BEGIN

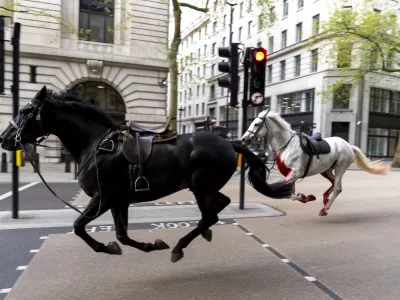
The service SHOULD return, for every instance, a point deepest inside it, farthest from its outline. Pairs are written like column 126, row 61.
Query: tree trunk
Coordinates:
column 173, row 64
column 396, row 159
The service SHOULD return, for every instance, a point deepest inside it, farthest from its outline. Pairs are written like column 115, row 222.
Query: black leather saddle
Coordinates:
column 137, row 149
column 144, row 129
column 314, row 145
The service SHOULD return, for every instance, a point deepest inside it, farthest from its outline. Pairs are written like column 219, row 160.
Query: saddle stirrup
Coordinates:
column 140, row 178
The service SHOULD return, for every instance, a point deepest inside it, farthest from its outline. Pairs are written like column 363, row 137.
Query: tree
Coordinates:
column 173, row 54
column 361, row 43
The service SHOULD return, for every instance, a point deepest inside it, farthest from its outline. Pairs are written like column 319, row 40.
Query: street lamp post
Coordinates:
column 232, row 4
column 180, row 119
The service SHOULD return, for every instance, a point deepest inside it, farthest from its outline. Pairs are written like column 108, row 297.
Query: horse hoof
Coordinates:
column 176, row 256
column 160, row 245
column 207, row 235
column 113, row 248
column 311, row 198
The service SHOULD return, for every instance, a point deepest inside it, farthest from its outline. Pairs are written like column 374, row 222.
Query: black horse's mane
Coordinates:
column 76, row 104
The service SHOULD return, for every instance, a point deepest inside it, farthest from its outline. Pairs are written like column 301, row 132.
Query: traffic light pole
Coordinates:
column 15, row 91
column 246, row 66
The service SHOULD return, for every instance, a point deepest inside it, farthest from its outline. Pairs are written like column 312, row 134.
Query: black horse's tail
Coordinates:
column 257, row 176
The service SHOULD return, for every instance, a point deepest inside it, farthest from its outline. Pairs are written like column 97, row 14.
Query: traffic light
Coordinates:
column 258, row 61
column 2, row 55
column 231, row 80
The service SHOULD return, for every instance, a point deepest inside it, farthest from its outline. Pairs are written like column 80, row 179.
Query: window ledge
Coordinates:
column 341, row 110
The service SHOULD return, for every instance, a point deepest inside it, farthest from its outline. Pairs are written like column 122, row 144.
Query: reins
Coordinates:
column 18, row 139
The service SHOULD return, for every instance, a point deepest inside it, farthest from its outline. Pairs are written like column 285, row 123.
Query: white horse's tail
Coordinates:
column 365, row 164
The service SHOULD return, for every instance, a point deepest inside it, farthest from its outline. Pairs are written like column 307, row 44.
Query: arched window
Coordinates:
column 96, row 21
column 103, row 96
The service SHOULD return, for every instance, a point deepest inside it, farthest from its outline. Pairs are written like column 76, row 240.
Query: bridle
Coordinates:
column 38, row 110
column 18, row 138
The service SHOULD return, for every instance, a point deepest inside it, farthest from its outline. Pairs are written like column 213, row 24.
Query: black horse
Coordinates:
column 202, row 162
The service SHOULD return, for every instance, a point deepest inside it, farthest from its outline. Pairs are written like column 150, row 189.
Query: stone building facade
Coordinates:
column 112, row 53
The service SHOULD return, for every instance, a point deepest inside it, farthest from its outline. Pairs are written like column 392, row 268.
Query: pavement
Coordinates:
column 349, row 254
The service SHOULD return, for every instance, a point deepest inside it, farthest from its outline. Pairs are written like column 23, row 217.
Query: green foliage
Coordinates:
column 359, row 41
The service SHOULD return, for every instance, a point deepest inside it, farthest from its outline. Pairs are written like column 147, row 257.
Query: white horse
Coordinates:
column 294, row 163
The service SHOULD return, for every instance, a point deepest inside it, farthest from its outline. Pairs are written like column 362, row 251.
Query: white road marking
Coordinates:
column 309, row 278
column 8, row 194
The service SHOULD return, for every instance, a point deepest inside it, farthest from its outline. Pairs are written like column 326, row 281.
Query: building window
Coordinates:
column 272, row 15
column 283, row 69
column 384, row 101
column 284, row 39
column 32, row 74
column 211, row 112
column 297, row 60
column 249, row 28
column 212, row 92
column 341, row 97
column 96, row 21
column 314, row 60
column 300, row 3
column 233, row 114
column 269, row 73
column 104, row 97
column 285, row 8
column 382, row 142
column 271, row 44
column 302, row 101
column 316, row 24
column 344, row 55
column 260, row 22
column 299, row 32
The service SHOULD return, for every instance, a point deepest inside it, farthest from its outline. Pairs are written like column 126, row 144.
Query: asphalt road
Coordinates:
column 18, row 246
column 38, row 196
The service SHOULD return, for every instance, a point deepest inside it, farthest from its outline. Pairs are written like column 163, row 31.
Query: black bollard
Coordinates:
column 67, row 159
column 4, row 164
column 36, row 162
column 76, row 170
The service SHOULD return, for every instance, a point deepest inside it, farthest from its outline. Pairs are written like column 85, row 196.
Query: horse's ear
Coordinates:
column 41, row 95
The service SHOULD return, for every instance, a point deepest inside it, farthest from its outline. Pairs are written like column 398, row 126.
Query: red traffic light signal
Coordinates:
column 260, row 54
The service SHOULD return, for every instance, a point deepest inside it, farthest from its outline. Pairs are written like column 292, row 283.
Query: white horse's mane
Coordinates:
column 274, row 116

END

__Instructions for the task__:
The line above containing "76, row 240.", the line containing "150, row 189.", and every line between them are to be transcribed exactly; no other line is wanted.

__Task answer__:
The service SHOULD return, for every instance, a point deepest inside it, farthest from its outline. Pairs are written like column 76, row 240.
Query: bridle
Coordinates:
column 38, row 110
column 18, row 138
The service SHOULD return, for every instance, a point deepest inside it, farthest from its outline. Pairs are written like column 213, row 24.
Query: black horse
Coordinates:
column 202, row 162
The service SHOULD return, for every instance, a point deepest inside it, farthest from its outline. Pairs are written like column 150, row 189.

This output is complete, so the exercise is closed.